- [Set exercise]
Reproduce all of the data below line for line, leaving out the pictures.
=======
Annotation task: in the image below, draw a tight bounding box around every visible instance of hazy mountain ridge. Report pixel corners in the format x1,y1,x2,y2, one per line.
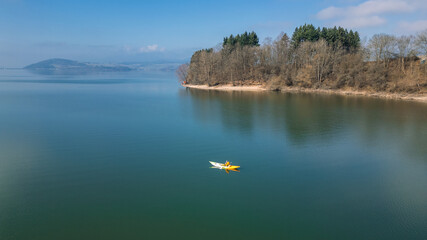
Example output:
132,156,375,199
24,58,181,74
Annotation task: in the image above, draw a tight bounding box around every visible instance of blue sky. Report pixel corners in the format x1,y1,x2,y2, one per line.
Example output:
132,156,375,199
0,0,427,67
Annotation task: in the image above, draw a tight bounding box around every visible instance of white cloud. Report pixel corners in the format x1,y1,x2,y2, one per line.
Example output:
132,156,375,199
336,16,386,28
139,44,165,53
316,0,420,28
397,20,427,33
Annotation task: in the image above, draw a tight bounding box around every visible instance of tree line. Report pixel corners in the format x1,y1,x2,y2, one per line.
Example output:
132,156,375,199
177,24,427,92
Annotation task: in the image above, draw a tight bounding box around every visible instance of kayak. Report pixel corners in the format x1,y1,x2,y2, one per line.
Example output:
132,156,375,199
209,161,240,170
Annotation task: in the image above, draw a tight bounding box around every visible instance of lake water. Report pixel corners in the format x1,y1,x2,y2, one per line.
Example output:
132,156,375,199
0,70,427,240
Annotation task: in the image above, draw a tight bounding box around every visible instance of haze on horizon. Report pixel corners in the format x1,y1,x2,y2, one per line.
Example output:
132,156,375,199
0,0,427,67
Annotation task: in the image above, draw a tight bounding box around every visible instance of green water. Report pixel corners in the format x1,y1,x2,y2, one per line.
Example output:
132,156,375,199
=======
- [Solved exercise]
Annotation task: in the image below, draw a tight bounding box around every visible instance of hazy mountain ridge. Report pixel corners in the format x1,y1,x2,y2, one per line.
Example output:
132,156,375,199
24,58,181,74
Annotation task: in the image above, draw a tight bounding box around every visible instance of blue sky. Report pixel corners in the format x1,y1,x2,y2, one per line.
Example output:
132,156,375,199
0,0,427,67
Annotation task: in the image above, draw a tight bounding box around every visible instance of white cloud. Report pixel corners in the format x1,y1,x2,y2, one per line.
Example output:
132,156,375,199
336,16,386,28
139,44,165,53
316,0,420,28
397,20,427,33
Annotation task: in the image above, draw a tight bounding box around every visible instance of tree line. Report pixel corners in the format x1,y1,x2,y2, one per line.
Example output:
132,156,375,199
177,24,427,92
Annotation task: in the image above, draw a tight bounding box around every visible instance of kayak. Report pixel corners in the format x1,y1,x2,y2, one per line.
Example output:
132,156,375,199
209,161,240,170
Annotation task: in the image above, draw a tight bounding box around every visible instance of lake water. Report pixel corners in the format x1,y1,x2,y2, one per line.
Example output:
132,156,375,199
0,70,427,240
Annotation task: in the image above, draw a tight bounding box around every visible instance of haze on horizon. Report pixel corners in the format x1,y1,x2,y2, one per line.
Example output:
132,156,375,199
0,0,427,67
Annotation task: in the image above, draw a tight bounding box around every visible instance of green water. Report pixel corners in the format x1,y1,x2,y2, one per line.
Example output:
132,156,375,199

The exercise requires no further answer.